DOCUMENT EXTRACT
CAN IT HAPPEN IN THE U.S.?
The chilling reality is that spectator violence in the U.S. could conceivably yield a sporting disaster to compare with the one in Belgium. "We have all the ingredients," says social psychologist Gordon Russell, a Canadian who has studied fan aggression in North America. "Frankly, I think we've been a little bit lucky."
Americans may not be quite as fanatical as European soccer fans, but some among them harbor the same frustrations, grow similarly aggressive at sports events, drink excessively before and during games and succumb to what psychologists call "deindividualization"—the loss of inhibition and a sense of accountability when part of a large group.
Consider some recent examples of fan rowdiness in the U.S. After Detroit's victory in the final game of the World Series last October, celebrants outside Tiger Stadium hurled rocks and bottles, fought with police and burned and overturned cars. One man was shot; at least 80 were injured. Kent State sociology professor Jerry Lewis refers to such incidents as "automatic riots." Your team wins a championship, you riot. It's as natural as the seventh-inning stretch.
After Florida's 13-10 football victory at Florida State in Tallahassee in 1982, Gator fans rushed onto the field to tear down the goalposts. Seminole supporters charged out to stop them. The ensuing brawl involved an estimated 800 people and sent 25 policemen to the hospital. Isolated fights in the stands are now commonplace, as are obscene chanting and the throwing by spectators of batteries, bolts, coins, ice, dead fish and other items at opposing players. Studies by Dr. Irving Goldaber, head of Miami's Center for the Study of Crowd and Spectator Behavior, suggest that Americans—not unlike British soccer hooligans—attend sporting events in search of vicarious power. "If the team is No. 1, they feel they're No. 1," says Goldaber. "In this world, being significant—counting—is hard to come by. It's much easier to do it by paying $10.50 to get into a ball park." Sports psychologist Bruce Ogilvie of San Jose State says. "People carry around a lot of built-up frustrations. Those feelings of helplessness inevitably bring about rage.... [Sports] can be the catalyst. You have an 'enemy.' real or imagined—the visiting fans."

DIRECTIONS
Pick up the article on U.S. spectator violence after its last sentence and carry it forward.

EXTRACTED RECORDS

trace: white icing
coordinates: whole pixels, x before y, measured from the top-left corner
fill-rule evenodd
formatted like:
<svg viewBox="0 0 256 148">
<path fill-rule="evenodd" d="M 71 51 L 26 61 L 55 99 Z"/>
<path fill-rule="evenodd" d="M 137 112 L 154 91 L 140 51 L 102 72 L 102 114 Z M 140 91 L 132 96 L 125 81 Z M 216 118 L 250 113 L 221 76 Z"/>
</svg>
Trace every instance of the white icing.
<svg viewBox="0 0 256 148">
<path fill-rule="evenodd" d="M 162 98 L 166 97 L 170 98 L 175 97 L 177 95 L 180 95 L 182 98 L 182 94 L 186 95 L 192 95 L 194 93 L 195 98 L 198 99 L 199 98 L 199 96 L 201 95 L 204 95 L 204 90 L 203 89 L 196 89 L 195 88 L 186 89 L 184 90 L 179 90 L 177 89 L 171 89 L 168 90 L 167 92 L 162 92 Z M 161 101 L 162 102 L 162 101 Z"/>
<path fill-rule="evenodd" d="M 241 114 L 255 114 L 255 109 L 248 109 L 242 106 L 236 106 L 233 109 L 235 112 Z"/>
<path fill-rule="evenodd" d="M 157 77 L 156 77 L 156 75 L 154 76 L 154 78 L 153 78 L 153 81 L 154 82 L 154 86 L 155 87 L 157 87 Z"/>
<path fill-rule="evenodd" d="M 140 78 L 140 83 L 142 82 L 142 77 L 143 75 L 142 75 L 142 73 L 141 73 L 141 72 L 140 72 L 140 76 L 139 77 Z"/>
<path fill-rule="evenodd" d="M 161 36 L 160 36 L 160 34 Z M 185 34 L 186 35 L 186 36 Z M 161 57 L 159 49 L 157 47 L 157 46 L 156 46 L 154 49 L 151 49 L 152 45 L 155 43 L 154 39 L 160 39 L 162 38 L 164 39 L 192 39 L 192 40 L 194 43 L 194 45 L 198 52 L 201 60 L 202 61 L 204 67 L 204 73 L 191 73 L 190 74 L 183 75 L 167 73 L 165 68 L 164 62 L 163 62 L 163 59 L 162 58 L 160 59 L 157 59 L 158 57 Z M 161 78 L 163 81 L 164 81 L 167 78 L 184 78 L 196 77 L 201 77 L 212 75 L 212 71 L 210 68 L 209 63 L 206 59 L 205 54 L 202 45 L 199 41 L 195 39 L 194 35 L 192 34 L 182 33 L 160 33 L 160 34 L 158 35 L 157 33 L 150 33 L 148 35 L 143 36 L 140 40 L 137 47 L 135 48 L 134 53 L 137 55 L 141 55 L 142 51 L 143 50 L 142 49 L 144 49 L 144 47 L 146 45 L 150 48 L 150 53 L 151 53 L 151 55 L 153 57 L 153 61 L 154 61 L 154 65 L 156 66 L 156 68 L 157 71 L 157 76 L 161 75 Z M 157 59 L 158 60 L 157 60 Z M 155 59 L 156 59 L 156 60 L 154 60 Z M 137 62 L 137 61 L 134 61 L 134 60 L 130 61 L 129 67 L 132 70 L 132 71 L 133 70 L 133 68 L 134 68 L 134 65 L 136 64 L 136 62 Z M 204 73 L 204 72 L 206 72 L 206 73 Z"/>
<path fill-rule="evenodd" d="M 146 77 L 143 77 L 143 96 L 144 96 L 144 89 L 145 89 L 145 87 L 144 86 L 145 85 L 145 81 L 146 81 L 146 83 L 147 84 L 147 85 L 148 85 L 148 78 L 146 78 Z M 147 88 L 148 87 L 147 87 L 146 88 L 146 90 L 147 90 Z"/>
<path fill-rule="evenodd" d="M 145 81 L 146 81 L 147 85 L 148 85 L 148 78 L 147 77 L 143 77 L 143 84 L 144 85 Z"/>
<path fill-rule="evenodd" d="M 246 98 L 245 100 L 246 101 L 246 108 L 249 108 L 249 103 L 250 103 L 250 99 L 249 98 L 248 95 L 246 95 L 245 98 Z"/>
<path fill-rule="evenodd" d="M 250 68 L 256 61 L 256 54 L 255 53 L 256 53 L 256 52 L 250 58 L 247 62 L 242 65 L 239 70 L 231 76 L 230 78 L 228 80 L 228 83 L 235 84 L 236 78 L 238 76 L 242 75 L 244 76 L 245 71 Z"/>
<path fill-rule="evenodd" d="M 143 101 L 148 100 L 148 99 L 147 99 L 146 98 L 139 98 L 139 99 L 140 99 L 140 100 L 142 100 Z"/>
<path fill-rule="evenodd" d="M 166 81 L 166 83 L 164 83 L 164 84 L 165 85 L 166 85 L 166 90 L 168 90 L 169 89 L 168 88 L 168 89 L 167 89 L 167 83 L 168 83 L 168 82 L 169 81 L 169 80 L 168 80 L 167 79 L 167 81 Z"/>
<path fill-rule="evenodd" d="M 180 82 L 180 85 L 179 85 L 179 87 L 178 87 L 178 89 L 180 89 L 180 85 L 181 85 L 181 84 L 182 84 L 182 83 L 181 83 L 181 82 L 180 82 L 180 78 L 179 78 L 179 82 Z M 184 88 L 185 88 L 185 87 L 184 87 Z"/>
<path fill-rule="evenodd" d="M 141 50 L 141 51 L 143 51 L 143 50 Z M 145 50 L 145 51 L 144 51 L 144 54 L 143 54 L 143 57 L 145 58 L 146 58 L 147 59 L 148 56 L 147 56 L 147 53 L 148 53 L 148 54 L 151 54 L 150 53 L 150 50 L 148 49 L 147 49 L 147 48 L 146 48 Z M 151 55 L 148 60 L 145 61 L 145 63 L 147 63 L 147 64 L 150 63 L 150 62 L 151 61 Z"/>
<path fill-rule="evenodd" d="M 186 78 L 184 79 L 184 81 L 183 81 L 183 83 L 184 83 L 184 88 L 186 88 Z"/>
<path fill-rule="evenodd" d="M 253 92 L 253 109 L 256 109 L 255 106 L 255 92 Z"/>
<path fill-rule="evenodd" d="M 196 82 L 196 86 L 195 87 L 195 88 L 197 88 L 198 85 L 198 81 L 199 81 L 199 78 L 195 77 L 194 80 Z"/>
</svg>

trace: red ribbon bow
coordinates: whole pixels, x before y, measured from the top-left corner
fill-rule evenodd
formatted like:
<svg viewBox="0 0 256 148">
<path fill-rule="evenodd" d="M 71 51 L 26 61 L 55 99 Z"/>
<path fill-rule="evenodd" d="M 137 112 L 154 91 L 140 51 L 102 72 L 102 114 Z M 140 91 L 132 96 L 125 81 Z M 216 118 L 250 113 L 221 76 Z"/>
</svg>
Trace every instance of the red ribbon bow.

OUTPUT OF THE TASK
Fortunately, economics and geography serve to reduce much of the potential for sports violence in the U.S. The high cost of tickets and the distance between most rival teams' cities discourage great numbers of fans from traveling. While Britons could go to Brussels and get a ticket to the European Cup soccer final for a total of about £100 (about $130). Tiger fans who wanted to go to San Diego last fall for a World Series game would have had to pay much more in airfare alone.
Economic class differences in the U.S. have caused problems—frequently racial ones—at cheap or free-admission high school events. In 1962 a Washington, D.C. championship football game between predominantly black Eastern High and all-white Catholic St. John's, played before a crowd of 50,000 in D.C. Stadium, provoked a riot in which 340 people were injured and hundreds of cars damaged. In Detroit in 1965, eight people were stabbed following a high school regional tournament basketball game. Two subsequent games were played without spectators. Last December, fights among fans of rival high school basketball teams in Rochester, N.Y. prompted a ban of spectators from games for a month.
It is clear that drinking is a major accelerant of sports violence in the U.S. On Nickel Beer Night in Cleveland in 1974, scores of fights erupted among the 23,134 Indian fans, and hundreds charged the field and attacked Texas Ranger rightfielder Jeff Burroughs. Many arenas have begun banning the sale of beer. Tiger Stadium, which has closed off 11,500 bleacher seats since May 5 because of rowdyism, now sells only low-alcohol beer. "When operators of stadiums and arenas allow uncontrolled drinking, anything can happen." says Ralph Snyder, director of operations for Tiger Stadium.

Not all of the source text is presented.